(Excerpt from a dataset)
=-=-=-=-=

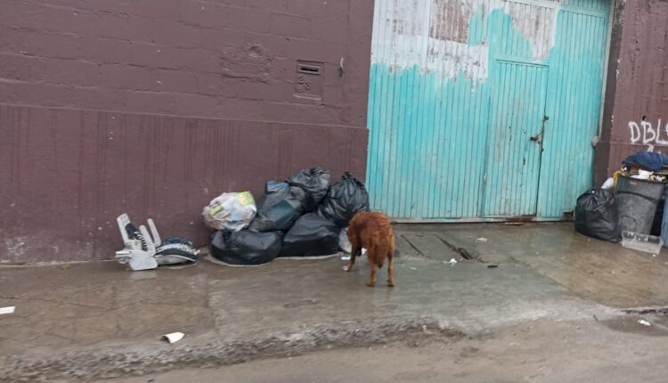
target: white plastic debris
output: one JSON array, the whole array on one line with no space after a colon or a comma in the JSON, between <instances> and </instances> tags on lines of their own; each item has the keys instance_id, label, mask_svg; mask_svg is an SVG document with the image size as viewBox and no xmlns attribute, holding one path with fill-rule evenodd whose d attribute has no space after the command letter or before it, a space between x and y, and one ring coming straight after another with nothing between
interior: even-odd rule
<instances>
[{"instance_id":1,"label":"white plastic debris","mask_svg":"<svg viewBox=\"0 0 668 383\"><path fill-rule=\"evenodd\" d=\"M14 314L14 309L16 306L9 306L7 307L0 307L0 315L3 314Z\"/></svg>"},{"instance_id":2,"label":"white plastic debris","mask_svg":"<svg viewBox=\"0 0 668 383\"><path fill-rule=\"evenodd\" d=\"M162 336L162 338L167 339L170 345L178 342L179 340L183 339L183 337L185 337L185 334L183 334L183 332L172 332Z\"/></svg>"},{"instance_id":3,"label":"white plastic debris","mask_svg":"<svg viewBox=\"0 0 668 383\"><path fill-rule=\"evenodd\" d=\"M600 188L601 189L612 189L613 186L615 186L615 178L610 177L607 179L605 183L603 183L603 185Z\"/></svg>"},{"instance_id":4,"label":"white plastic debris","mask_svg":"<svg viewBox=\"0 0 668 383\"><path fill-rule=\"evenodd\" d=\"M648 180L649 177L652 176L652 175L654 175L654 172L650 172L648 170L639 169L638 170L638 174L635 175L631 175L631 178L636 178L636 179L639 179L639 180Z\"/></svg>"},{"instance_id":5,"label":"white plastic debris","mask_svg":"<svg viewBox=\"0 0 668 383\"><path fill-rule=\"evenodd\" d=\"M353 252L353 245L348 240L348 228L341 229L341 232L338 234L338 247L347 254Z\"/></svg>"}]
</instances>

=-=-=-=-=

» GIVEN TASK
Pull out every line of text from the entries above, reproducing each one character for character. Leave the pictures out of your answer.

» REPLY
target: white plastic debris
output: one JSON array, the whole array on one line with no space after a colon or a comma in the JSON, between <instances> and </instances> tags on lines of their own; each item has the keys instance_id, label, mask_svg; mask_svg is an SVG document with the image size as viewBox and no xmlns attribute, holding one path with fill-rule evenodd whose d attribute has no space after the command letter or before it, a space between x and y, and one ring coming straight after another with nothing between
interior: even-odd rule
<instances>
[{"instance_id":1,"label":"white plastic debris","mask_svg":"<svg viewBox=\"0 0 668 383\"><path fill-rule=\"evenodd\" d=\"M14 314L14 309L16 306L9 306L7 307L0 307L0 315L3 314Z\"/></svg>"},{"instance_id":2,"label":"white plastic debris","mask_svg":"<svg viewBox=\"0 0 668 383\"><path fill-rule=\"evenodd\" d=\"M162 336L162 338L167 339L170 345L178 342L179 340L183 339L183 337L185 337L185 334L183 334L183 332L172 332Z\"/></svg>"},{"instance_id":3,"label":"white plastic debris","mask_svg":"<svg viewBox=\"0 0 668 383\"><path fill-rule=\"evenodd\" d=\"M600 188L601 189L612 189L613 186L615 186L615 178L610 177L607 179L605 183L603 183L603 185Z\"/></svg>"},{"instance_id":4,"label":"white plastic debris","mask_svg":"<svg viewBox=\"0 0 668 383\"><path fill-rule=\"evenodd\" d=\"M648 180L649 177L652 176L652 175L654 175L654 172L650 172L648 170L639 169L638 170L638 174L635 175L631 175L631 178L636 178L636 179L639 179L639 180Z\"/></svg>"},{"instance_id":5,"label":"white plastic debris","mask_svg":"<svg viewBox=\"0 0 668 383\"><path fill-rule=\"evenodd\" d=\"M353 252L353 245L348 240L348 228L341 229L341 232L338 234L338 247L347 254Z\"/></svg>"}]
</instances>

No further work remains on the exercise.